Dataset rows on where objects appear:
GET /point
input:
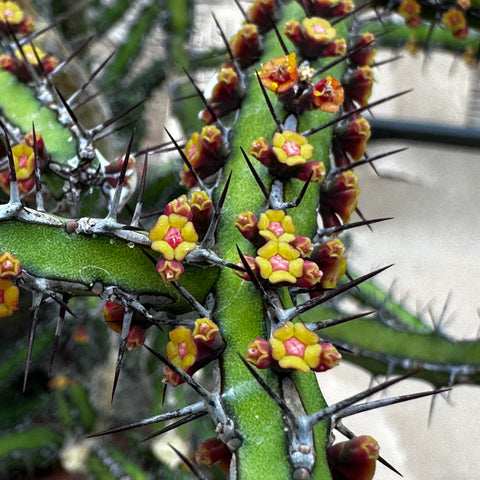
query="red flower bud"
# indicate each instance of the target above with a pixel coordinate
(259, 353)
(354, 459)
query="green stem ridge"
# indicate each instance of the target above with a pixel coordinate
(62, 258)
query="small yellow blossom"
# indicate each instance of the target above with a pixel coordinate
(295, 346)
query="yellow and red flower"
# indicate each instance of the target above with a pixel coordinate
(328, 95)
(9, 266)
(279, 262)
(279, 74)
(291, 148)
(295, 346)
(8, 298)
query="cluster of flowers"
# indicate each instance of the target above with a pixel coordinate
(9, 269)
(177, 231)
(453, 19)
(24, 160)
(36, 59)
(350, 460)
(14, 20)
(282, 256)
(113, 314)
(192, 350)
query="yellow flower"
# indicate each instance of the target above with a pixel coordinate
(10, 12)
(24, 159)
(181, 349)
(8, 298)
(291, 148)
(279, 74)
(279, 262)
(295, 346)
(9, 266)
(275, 225)
(318, 29)
(173, 236)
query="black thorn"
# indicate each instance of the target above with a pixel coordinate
(278, 35)
(116, 117)
(242, 11)
(369, 160)
(58, 330)
(302, 193)
(38, 183)
(269, 104)
(349, 114)
(160, 147)
(386, 61)
(36, 33)
(336, 409)
(186, 161)
(174, 425)
(119, 127)
(209, 239)
(11, 162)
(312, 303)
(202, 96)
(198, 307)
(253, 277)
(113, 210)
(70, 112)
(63, 64)
(271, 393)
(353, 12)
(340, 228)
(89, 80)
(340, 59)
(262, 186)
(195, 470)
(321, 324)
(162, 417)
(202, 391)
(227, 47)
(138, 206)
(37, 300)
(127, 321)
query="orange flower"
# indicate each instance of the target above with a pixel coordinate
(279, 74)
(328, 95)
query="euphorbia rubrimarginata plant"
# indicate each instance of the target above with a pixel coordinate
(221, 271)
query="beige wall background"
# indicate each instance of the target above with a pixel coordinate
(434, 241)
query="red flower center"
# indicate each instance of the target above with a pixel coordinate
(173, 237)
(276, 228)
(294, 347)
(279, 263)
(318, 28)
(22, 161)
(182, 350)
(291, 148)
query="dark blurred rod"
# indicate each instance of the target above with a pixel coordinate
(383, 129)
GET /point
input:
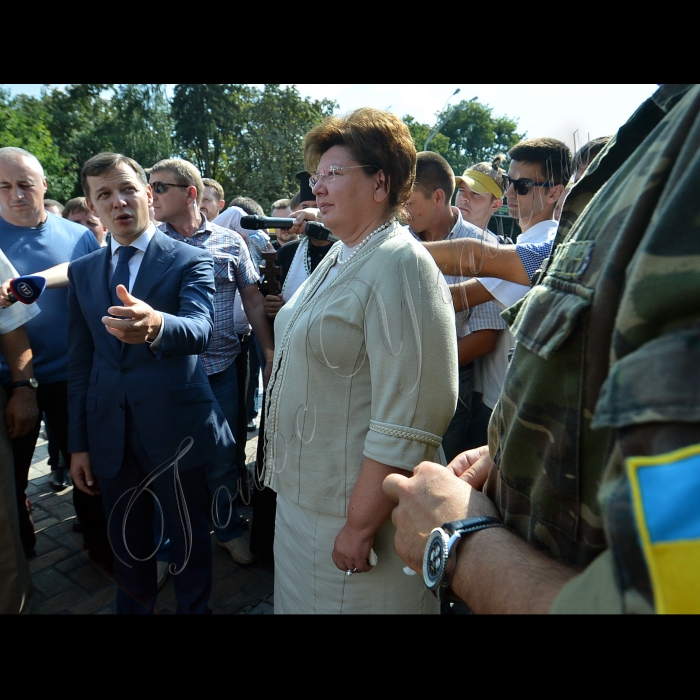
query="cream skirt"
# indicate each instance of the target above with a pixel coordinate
(308, 582)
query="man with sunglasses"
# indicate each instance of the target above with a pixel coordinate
(177, 196)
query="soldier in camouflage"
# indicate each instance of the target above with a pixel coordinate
(594, 459)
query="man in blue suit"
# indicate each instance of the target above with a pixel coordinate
(143, 419)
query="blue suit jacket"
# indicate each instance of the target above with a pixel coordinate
(168, 392)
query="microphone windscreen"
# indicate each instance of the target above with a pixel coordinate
(28, 289)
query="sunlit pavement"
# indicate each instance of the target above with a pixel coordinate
(66, 581)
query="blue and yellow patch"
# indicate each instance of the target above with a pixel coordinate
(666, 497)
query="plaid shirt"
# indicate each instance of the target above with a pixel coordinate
(233, 269)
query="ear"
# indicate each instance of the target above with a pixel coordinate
(553, 193)
(381, 188)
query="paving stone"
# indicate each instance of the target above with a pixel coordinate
(48, 559)
(50, 582)
(96, 602)
(60, 602)
(90, 578)
(74, 562)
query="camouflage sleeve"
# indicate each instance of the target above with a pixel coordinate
(651, 486)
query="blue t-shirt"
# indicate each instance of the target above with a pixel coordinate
(32, 250)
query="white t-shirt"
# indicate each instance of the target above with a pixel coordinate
(490, 370)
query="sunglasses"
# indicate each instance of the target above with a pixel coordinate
(160, 187)
(523, 185)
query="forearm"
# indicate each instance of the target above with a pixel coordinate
(468, 294)
(369, 506)
(255, 312)
(497, 572)
(470, 257)
(476, 345)
(14, 346)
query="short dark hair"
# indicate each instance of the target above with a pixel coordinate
(184, 171)
(53, 203)
(106, 162)
(209, 182)
(587, 153)
(553, 157)
(433, 172)
(249, 206)
(374, 138)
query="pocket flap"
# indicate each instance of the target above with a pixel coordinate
(549, 314)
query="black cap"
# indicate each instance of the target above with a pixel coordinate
(304, 187)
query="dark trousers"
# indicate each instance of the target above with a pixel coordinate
(52, 398)
(182, 500)
(454, 441)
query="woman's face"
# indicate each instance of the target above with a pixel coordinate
(349, 199)
(476, 208)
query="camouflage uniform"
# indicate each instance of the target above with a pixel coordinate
(609, 338)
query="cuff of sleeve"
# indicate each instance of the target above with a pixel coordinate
(399, 446)
(156, 343)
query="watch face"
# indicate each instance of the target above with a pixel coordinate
(434, 558)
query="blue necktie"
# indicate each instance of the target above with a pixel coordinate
(121, 273)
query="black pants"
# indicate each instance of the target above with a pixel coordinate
(52, 398)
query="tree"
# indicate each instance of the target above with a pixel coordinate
(472, 133)
(23, 125)
(272, 142)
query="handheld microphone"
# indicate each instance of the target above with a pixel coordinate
(253, 222)
(26, 289)
(314, 229)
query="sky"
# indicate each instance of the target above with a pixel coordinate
(557, 111)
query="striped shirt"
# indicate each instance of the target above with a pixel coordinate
(233, 270)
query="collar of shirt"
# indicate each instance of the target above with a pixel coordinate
(205, 230)
(141, 243)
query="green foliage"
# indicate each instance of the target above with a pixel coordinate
(470, 134)
(248, 140)
(23, 125)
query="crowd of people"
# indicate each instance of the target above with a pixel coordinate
(452, 421)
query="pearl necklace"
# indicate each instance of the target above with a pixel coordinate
(364, 243)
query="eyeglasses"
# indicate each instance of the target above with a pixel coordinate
(329, 172)
(160, 187)
(523, 185)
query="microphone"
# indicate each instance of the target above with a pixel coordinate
(26, 289)
(314, 229)
(253, 222)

INSTRUCTIONS TO FOLLOW: The records above are to be restated exactly, without their pictures.

ANSWER TO THE PROBLEM:
GET /point
input:
query="red flower bud"
# indicate each instance of the target above with a pixel coordinate
(259, 353)
(354, 459)
query="green stem ridge"
# indicate each instance of the target above with a pixel coordinate
(62, 258)
query="small yellow blossom"
# indicate each instance of the target above with a pixel coordinate
(295, 346)
query="yellow and red flower"
# indicate each instance of the target above with a pixel coordinate
(328, 95)
(9, 266)
(279, 262)
(279, 74)
(291, 148)
(295, 346)
(8, 298)
query="cluster of flowers"
# indicate each instance of the target above with a pixel coordinate
(9, 269)
(177, 231)
(453, 19)
(24, 160)
(36, 59)
(350, 460)
(14, 20)
(282, 256)
(113, 314)
(192, 350)
query="yellow flower"
# indicate each instance of the target above with a pixel coordinate
(10, 12)
(24, 159)
(181, 349)
(8, 298)
(291, 148)
(279, 74)
(279, 262)
(295, 346)
(9, 266)
(275, 225)
(318, 29)
(173, 236)
query="black thorn"
# indicate each instance of the target above with a pixel coordinate
(278, 35)
(116, 117)
(242, 11)
(369, 160)
(58, 330)
(302, 193)
(38, 183)
(269, 104)
(349, 114)
(160, 147)
(386, 61)
(36, 33)
(336, 409)
(186, 161)
(174, 425)
(119, 127)
(209, 239)
(11, 162)
(312, 303)
(202, 96)
(198, 307)
(253, 277)
(113, 210)
(70, 112)
(63, 64)
(271, 393)
(353, 12)
(340, 228)
(89, 80)
(340, 59)
(262, 186)
(195, 470)
(321, 324)
(162, 417)
(202, 391)
(227, 47)
(138, 206)
(37, 300)
(127, 321)
query="orange flower"
# indicate each instance of the target above with a pixel coordinate
(279, 74)
(328, 95)
query="euphorbia rubrimarginata plant"
# indicate each instance of the target above with a pixel coordinate
(221, 271)
query="beige wall background"
# indicate each instance of the target above with a pixel coordinate
(434, 241)
query="red flower center"
# indicate each instance of the target above with a pixel coordinate
(173, 237)
(276, 228)
(294, 347)
(279, 263)
(318, 28)
(22, 161)
(182, 350)
(291, 148)
query="dark blurred rod"
# indicate each instance of the target above with a pixel coordinate
(383, 129)
GET /point
input:
query="cream skirt"
# indicate each instance of the target above with a pixel coordinate
(308, 582)
query="man with sunglasses"
# indicate each instance of the target above with a pixel coordinate
(177, 196)
query="soldier in camouflage"
# indicate each instance of the target above with a pixel coordinate
(594, 459)
query="man in blue suit"
# indicate each instance of the target above with a pixel coordinate
(143, 419)
query="blue suit jacket"
# indicate each instance of the target above with a pixel coordinate
(168, 392)
query="microphone windscreen"
# indicate each instance of the target above with a pixel coordinate
(28, 289)
query="sunlit pavement"
# indicate each instance of the target above with a pixel coordinate
(66, 581)
query="blue and yellow patch"
# indicate each instance of the target above with a pixel coordinate
(666, 497)
query="plaid shirt"
# indicate each instance of the target above with a pixel coordinate
(233, 269)
query="ear"
# indicate each instance of the target above with a pixel coordinate
(553, 193)
(381, 188)
query="paving stone"
# indicate each instance of the target above with a pixel coordinate
(48, 559)
(50, 582)
(96, 602)
(60, 602)
(90, 578)
(74, 562)
query="camouflage sleeve"
# indicate each instance of the target above with a pixel coordinate
(651, 486)
query="blue t-shirt"
# indicate each instance of the target above with a pixel coordinate
(32, 250)
query="white t-shirt"
# indicate each instance of the target above with a pixel coordinate
(490, 370)
query="sunglasses"
# indicate each instance of the target above with a pixel coordinate
(160, 187)
(523, 185)
query="forearm"
# indicate each instance of the target above with a pixel coordinate
(468, 294)
(369, 506)
(255, 312)
(497, 572)
(470, 257)
(476, 345)
(14, 346)
query="short dark hair"
# indicate each instance of the target above with a pixel coordinate
(184, 171)
(53, 203)
(106, 162)
(209, 182)
(587, 153)
(553, 157)
(433, 172)
(249, 206)
(374, 138)
query="pocket flap"
# indicate each instance of the target above with a pixel coordinate
(549, 314)
query="black cap"
# indicate each instance of the target above with a pixel coordinate
(304, 187)
query="dark trousers"
# indicate each instance of the target above with a pixel coordinate
(52, 398)
(182, 500)
(454, 441)
query="woman's face"
# indicate each instance of the target above with a pixel coordinate
(349, 199)
(476, 208)
query="camouflage uniform"
# indicate each instance of the target above with a pixel coordinate
(609, 338)
query="cuff of sleeve"
# indicate each instance of the target above with a pixel coordinate
(399, 446)
(156, 343)
query="watch face"
# indicate each instance of the target above with a pixel coordinate
(434, 558)
query="blue necktie"
# indicate each instance of the target above with a pixel coordinate
(121, 273)
query="black pants"
# indicate each instance of the target above with a pixel coordinate
(52, 398)
query="tree"
# indicate each instance of the target above with a pixel coordinate
(472, 133)
(23, 125)
(272, 142)
query="handheld microphone"
# indicate each instance of the target above with a pixel coordinate
(253, 222)
(26, 289)
(314, 229)
query="sky"
# indicate each instance of the target above with a pixel coordinate
(557, 111)
query="striped shirt"
# indicate each instance of the target above with a pixel coordinate
(233, 270)
query="collar of shirt"
# indicate each instance of the target above with a pixel coordinate
(205, 230)
(141, 243)
query="green foliage"
# indicate each instance of the target above with a pixel coordinate
(470, 134)
(248, 140)
(23, 125)
query="crowd of people"
# indicate each instance of the target above with a pixel coordinate
(452, 421)
query="pearl necklace"
# indicate each instance of the target above with a pixel coordinate
(364, 243)
query="eyeglasses"
# indicate each instance of the target above with a pixel coordinate
(329, 172)
(160, 187)
(523, 185)
query="microphone"
# indicate each instance of the target above with a pixel coordinate
(26, 289)
(314, 229)
(253, 222)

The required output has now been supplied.